- _Task instructions_:
In the entries that follow, find the line containing "Annotation task — mark the rolling"; from there, copy every line exactly through the line containing "Annotation task — mark the tall".
** Given entries follows **
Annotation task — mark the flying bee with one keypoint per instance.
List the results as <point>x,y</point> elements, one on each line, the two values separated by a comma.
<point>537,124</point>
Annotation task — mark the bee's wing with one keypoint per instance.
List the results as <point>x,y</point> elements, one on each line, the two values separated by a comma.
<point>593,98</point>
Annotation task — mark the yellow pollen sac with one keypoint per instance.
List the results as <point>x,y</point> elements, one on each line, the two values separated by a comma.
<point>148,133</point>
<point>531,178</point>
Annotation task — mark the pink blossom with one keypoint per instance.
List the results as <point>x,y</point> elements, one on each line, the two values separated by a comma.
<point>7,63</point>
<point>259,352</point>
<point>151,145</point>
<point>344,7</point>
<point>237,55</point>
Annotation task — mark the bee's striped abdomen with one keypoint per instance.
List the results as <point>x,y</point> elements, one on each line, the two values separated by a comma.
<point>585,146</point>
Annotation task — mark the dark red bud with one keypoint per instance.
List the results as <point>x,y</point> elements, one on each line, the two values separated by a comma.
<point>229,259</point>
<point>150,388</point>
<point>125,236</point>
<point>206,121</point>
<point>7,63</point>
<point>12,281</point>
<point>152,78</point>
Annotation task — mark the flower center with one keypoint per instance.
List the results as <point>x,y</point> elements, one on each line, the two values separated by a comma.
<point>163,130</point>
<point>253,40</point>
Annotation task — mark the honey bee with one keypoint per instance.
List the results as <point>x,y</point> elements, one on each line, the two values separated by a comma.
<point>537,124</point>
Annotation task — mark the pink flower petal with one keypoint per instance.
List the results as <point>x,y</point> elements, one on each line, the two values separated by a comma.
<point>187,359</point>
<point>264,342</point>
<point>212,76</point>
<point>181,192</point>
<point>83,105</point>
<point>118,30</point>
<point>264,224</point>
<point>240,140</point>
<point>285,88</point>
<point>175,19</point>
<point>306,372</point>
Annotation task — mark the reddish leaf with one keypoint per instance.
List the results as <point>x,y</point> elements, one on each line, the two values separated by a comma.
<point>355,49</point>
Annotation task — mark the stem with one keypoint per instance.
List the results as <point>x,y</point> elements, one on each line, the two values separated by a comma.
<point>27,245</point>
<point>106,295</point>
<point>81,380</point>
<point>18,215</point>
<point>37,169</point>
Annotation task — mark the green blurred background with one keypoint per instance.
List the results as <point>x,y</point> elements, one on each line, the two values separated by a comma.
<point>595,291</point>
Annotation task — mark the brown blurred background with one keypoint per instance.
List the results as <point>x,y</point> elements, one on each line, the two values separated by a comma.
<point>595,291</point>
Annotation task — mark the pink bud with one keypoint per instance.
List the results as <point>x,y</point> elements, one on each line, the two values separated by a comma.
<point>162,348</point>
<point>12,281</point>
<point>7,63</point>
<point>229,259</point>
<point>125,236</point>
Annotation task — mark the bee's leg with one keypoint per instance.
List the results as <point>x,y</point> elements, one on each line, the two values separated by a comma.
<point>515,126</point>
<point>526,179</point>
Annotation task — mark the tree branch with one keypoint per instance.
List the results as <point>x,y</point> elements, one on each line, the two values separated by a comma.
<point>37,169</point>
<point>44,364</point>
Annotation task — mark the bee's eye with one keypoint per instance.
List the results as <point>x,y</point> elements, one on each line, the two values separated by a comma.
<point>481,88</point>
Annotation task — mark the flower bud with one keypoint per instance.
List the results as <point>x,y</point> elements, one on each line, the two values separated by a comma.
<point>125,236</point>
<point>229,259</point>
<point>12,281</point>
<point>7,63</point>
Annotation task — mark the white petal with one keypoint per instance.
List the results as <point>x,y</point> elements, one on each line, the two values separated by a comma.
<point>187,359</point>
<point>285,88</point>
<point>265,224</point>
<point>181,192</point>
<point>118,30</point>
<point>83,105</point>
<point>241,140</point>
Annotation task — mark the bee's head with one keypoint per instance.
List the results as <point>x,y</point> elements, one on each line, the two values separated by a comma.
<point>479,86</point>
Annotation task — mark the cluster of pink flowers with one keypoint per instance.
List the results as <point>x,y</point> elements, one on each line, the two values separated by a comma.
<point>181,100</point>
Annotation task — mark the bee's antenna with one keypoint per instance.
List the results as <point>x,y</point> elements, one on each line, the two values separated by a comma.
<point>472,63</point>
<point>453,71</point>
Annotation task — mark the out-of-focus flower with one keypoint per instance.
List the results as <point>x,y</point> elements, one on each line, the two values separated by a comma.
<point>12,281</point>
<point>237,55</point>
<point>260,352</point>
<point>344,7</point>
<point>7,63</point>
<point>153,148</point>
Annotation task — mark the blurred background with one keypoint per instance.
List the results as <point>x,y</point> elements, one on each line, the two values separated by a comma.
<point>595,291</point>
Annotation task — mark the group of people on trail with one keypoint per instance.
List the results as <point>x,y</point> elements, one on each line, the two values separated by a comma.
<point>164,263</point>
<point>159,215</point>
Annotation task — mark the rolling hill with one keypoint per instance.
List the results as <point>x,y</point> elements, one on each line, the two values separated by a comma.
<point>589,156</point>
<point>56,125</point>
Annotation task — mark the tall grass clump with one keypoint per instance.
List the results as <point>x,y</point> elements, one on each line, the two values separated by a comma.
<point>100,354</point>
** End of Given entries **
- _Written response_:
Annotation task — mark the rolling hill with one keypoint per instance.
List the results as <point>x,y</point> elements, one on each line, the two values separated by a comma.
<point>589,156</point>
<point>56,125</point>
Annotation task — mark the tall grass clump with one keypoint per instance.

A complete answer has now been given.